ARTICLE:
Jabari Carl Bird (born July 3, 1994) is an American former professional basketball player. He played college basketball for the California Golden Bears. He was selected in the second round of the 2017 NBA draft by the Boston Celtics.

High school career

Bird played his high school basketball at Salesian High School where he led the Pride to an overall 100–8 record in his three years on the team. Bird was a McDonald's All-American in high school and was the No. 20 overall recruit in the 2013 class.

College career
As a senior at the University of California, Berkeley, Bird averaged 14.3 points and 4.7 rebounds per game. He suffered a concussion in a loss to Oregon on March 11, 2017.

Professional career

Boston Celtics (2017–2019)

GIVEN ENTRIES:
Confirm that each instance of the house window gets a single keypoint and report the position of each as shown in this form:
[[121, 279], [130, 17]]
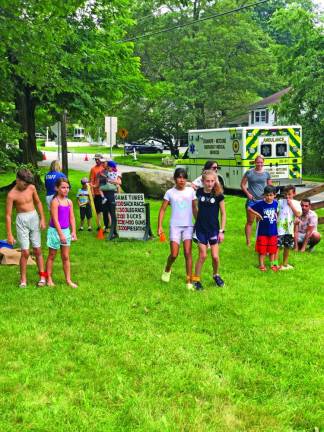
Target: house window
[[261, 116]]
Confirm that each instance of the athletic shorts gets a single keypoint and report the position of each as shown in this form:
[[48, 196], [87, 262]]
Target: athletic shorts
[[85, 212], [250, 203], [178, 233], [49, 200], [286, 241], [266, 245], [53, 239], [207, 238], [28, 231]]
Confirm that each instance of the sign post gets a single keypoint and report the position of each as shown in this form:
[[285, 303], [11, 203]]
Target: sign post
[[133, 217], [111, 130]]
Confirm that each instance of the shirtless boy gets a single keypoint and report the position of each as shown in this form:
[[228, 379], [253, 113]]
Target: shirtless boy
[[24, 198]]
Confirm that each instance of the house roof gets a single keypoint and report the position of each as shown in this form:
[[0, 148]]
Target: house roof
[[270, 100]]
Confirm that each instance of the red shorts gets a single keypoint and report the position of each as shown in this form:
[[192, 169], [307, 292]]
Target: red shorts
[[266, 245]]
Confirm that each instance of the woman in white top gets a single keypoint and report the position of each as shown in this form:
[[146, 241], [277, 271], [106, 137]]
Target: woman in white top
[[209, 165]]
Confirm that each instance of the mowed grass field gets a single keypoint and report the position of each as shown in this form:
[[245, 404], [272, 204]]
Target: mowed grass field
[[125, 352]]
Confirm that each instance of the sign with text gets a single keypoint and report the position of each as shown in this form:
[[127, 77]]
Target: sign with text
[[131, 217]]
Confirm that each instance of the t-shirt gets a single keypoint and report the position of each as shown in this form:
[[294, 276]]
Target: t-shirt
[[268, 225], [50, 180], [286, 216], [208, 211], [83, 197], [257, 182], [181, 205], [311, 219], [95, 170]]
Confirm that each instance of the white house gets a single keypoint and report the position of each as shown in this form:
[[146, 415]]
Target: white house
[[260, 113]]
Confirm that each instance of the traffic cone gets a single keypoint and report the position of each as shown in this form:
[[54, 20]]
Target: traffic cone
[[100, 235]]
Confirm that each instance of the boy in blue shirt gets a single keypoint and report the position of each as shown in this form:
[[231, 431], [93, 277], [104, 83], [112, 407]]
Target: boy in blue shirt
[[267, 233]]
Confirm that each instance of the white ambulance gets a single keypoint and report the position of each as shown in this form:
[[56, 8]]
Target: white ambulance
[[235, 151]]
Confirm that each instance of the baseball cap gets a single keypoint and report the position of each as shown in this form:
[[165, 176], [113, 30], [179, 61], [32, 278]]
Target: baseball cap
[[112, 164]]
* * *
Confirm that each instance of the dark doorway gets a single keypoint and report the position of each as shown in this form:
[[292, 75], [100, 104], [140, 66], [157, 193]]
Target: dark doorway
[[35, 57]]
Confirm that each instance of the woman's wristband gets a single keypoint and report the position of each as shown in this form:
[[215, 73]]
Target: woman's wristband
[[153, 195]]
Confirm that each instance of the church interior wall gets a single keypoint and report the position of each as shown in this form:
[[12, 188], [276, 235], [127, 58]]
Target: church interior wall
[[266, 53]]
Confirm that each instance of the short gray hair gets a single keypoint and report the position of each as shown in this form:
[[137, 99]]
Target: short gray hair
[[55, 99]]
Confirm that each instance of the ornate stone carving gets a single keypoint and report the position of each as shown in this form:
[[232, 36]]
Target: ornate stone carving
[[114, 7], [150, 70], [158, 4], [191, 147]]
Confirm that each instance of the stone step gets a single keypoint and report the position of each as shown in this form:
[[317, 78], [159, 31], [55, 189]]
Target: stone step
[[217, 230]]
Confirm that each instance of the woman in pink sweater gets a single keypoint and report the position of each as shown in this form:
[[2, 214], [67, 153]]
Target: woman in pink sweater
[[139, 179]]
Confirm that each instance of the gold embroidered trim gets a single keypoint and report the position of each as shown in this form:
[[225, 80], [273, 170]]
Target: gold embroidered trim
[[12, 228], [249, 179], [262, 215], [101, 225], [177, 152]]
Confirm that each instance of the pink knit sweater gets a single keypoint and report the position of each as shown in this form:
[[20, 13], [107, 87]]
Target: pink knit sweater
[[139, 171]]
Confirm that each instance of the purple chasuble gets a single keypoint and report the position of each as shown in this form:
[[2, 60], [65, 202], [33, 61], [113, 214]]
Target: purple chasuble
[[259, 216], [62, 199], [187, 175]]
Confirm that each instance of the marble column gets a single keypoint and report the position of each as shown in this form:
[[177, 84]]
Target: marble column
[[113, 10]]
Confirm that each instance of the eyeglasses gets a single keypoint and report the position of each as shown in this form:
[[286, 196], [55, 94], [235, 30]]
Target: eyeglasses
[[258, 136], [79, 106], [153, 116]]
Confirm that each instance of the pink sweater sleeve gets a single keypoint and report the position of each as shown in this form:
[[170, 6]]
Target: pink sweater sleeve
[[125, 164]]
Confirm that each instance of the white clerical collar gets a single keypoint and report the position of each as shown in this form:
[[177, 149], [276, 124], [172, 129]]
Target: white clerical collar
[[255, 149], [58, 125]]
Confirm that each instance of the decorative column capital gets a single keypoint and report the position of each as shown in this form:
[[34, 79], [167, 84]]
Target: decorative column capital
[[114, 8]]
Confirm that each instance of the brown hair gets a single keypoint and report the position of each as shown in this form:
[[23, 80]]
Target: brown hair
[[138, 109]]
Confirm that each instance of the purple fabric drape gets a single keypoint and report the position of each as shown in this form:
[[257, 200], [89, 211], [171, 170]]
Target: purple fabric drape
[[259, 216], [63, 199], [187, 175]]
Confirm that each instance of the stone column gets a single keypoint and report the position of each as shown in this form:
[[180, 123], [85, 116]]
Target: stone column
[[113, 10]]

PROBLEM DETAILS: Copy out the entire Jabari Bird article shown above, character for character.

WRITTEN RESPONSE:
Jabari Carl Bird (born July 3, 1994) is an American former professional basketball player. He played college basketball for the California Golden Bears. He was selected in the second round of the 2017 NBA draft by the Boston Celtics.

High school career

Bird played his high school basketball at Salesian High School where he led the Pride to an overall 100–8 record in his three years on the team. Bird was a McDonald's All-American in high school and was the No. 20 overall recruit in the 2013 class.

College career
As a senior at the University of California, Berkeley, Bird averaged 14.3 points and 4.7 rebounds per game. He suffered a concussion in a loss to Oregon on March 11, 2017.

Professional career

Boston Celtics (2017–2019)